__Exercise details__. From the line with "[mark] car door" to the last line of the data below, repeat every line exactly and add nothing.

__Source material__.
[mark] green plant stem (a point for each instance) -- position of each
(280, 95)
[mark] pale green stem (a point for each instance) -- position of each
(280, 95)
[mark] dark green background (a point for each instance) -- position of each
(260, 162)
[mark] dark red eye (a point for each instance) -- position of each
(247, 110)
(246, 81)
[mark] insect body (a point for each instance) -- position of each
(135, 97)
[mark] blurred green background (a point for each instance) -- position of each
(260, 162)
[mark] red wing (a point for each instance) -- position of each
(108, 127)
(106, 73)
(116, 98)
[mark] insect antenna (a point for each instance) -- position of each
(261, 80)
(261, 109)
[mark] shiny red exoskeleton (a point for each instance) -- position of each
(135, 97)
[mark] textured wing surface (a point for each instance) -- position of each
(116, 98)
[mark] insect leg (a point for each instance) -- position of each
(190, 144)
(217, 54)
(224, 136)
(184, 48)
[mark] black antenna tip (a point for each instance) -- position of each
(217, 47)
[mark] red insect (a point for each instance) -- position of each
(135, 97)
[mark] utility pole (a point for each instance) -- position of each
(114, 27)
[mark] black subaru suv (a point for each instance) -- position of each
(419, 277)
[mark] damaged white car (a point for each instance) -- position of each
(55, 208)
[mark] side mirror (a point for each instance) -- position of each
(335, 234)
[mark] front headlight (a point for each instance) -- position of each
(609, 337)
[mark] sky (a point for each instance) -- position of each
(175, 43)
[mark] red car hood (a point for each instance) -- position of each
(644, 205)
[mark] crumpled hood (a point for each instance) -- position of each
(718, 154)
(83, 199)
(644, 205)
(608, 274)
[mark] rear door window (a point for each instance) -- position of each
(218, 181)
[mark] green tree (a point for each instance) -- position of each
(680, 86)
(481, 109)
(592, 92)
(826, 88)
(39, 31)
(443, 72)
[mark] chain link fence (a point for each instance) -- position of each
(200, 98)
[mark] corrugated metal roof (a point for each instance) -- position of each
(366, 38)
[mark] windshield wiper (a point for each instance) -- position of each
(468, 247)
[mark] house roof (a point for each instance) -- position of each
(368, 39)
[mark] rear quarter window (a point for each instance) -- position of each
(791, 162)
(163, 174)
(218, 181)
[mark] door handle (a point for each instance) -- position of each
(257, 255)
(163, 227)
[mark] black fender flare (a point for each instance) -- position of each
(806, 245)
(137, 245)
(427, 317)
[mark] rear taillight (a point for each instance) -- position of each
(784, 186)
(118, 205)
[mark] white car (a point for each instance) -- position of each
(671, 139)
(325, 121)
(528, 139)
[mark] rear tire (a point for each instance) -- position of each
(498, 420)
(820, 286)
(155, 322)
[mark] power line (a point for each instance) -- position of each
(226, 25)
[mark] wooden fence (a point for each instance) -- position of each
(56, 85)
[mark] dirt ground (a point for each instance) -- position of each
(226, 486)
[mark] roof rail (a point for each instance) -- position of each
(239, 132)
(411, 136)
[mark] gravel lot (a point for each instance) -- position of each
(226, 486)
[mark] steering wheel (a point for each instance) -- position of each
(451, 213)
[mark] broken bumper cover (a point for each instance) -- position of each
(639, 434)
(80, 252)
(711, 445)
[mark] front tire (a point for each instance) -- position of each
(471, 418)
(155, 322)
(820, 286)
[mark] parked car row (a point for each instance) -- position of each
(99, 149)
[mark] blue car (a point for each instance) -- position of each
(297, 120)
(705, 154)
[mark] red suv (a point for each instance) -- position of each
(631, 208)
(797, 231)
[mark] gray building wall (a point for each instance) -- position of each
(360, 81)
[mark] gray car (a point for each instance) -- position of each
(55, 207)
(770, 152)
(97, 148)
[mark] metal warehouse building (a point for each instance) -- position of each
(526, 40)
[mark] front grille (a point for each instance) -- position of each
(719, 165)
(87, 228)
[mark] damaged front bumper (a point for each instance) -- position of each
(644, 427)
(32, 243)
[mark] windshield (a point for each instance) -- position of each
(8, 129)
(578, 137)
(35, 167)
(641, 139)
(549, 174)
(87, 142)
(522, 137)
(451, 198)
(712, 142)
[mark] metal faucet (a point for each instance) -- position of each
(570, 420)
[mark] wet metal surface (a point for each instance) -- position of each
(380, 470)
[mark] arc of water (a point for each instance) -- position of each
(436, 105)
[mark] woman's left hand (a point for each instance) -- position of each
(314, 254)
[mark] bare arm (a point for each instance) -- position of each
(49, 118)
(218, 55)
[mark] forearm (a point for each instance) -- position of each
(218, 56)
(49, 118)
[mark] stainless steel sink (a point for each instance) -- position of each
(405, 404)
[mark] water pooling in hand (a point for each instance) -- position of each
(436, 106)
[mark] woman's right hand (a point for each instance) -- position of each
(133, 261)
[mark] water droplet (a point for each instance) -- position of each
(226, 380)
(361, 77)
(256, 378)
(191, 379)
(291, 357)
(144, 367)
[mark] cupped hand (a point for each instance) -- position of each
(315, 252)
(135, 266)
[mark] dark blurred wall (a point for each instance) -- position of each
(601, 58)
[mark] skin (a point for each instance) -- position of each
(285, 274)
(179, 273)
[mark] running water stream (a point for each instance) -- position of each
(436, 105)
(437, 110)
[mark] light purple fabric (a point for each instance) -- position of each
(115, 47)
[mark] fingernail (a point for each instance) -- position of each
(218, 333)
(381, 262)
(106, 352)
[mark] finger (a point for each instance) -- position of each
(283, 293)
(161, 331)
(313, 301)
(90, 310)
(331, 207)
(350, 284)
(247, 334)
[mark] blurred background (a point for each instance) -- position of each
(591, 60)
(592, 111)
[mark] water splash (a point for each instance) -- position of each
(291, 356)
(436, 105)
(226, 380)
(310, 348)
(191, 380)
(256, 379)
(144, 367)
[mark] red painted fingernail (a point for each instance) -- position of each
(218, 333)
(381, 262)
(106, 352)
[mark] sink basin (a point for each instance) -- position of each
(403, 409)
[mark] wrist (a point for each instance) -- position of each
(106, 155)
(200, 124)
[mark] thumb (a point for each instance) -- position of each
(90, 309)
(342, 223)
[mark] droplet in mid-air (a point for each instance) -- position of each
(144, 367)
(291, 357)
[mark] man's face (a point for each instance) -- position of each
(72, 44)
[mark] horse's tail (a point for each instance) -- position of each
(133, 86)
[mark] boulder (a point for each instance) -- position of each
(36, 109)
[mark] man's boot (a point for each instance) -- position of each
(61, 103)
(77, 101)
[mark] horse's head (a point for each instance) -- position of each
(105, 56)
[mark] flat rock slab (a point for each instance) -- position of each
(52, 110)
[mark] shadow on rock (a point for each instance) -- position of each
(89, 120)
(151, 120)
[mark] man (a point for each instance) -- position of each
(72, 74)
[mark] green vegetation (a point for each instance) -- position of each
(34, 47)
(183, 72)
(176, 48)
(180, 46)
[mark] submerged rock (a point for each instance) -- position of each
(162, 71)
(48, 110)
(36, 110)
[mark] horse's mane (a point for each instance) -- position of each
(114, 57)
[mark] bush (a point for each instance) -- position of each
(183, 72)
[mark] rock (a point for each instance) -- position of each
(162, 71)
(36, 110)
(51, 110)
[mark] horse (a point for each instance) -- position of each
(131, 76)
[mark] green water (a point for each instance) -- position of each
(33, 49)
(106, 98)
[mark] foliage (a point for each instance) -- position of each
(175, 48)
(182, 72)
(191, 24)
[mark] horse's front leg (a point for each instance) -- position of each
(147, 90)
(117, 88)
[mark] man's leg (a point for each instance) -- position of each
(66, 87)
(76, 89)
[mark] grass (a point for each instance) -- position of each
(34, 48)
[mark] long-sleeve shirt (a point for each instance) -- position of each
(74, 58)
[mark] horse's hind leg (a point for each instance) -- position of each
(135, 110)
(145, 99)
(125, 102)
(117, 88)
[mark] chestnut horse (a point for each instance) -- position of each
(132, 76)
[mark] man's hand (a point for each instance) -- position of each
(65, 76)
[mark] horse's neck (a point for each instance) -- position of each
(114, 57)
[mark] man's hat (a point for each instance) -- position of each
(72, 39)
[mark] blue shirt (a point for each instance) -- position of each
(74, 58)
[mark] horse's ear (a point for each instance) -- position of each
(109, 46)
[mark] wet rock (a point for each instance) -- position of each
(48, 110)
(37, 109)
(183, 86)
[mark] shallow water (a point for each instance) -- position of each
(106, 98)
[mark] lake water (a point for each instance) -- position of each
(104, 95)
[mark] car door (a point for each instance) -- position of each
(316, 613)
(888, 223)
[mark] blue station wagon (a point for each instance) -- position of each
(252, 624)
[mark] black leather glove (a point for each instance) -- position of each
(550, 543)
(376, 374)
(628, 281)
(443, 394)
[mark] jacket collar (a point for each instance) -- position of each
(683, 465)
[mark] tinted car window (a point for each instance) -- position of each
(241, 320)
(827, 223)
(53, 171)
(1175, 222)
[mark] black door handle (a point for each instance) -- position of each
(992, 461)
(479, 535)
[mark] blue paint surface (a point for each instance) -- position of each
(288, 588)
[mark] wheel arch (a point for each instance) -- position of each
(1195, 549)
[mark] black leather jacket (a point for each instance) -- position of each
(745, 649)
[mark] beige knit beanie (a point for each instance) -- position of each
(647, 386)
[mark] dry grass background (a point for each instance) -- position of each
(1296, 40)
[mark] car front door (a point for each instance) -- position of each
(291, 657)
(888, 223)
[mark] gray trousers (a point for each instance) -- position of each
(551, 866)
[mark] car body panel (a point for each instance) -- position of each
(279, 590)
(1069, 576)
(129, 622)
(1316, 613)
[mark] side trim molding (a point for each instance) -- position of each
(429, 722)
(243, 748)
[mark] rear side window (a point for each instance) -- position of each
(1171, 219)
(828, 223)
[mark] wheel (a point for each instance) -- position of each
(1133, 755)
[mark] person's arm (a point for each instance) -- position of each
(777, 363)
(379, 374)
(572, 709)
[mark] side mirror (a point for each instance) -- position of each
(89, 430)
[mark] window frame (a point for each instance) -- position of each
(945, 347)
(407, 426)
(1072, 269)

__Finished task__.
[mark] car door (a point for each instance) -- position of each
(316, 613)
(888, 223)
[mark] blue station wagon (a point for each instance) -- position of each
(252, 624)
[mark] black leather glove (a point for each instance) -- position of each
(550, 543)
(376, 374)
(628, 281)
(443, 394)
[mark] jacket collar (a point for each instance) -- position of each
(683, 465)
[mark] tinted car window (a point for each instance) -- position of each
(241, 320)
(827, 223)
(53, 171)
(1175, 222)
[mark] black door handle (a point for each instance) -- position of each
(992, 461)
(479, 535)
[mark] blue paint surface (a point for each instance) -- position of each
(288, 588)
[mark] wheel arch (a point for each instance) -- position of each
(1195, 549)
[mark] black leather jacket (a point for each instance) -- position of each
(745, 649)
[mark] beige knit beanie (a point for each instance) -- position of each
(647, 386)
[mark] dry grass background (a point for each instance) -- position of each
(1296, 40)
[mark] car front door (a point for each instance) -- position of each
(291, 657)
(888, 223)
[mark] gray trousers (a point for each instance) -- position of each
(551, 866)
[mark] car body panel (a point for each instance) -- position of each
(279, 590)
(1069, 576)
(129, 622)
(1316, 613)
[mark] side trim molding (a point for each instance) -- position of each
(429, 722)
(243, 748)
[mark] rear side window (a point for each instance) -- position of each
(1171, 219)
(828, 223)
[mark] wheel (a point for each instance) -- position of each
(1133, 755)
[mark] person's arm (a point for each instance) -- position of each
(777, 363)
(379, 374)
(572, 709)
[mark] side mirror (a point for each instance) -- position of each
(89, 430)
[mark] window frame (a point for each instance) -- position of each
(945, 347)
(407, 426)
(1072, 269)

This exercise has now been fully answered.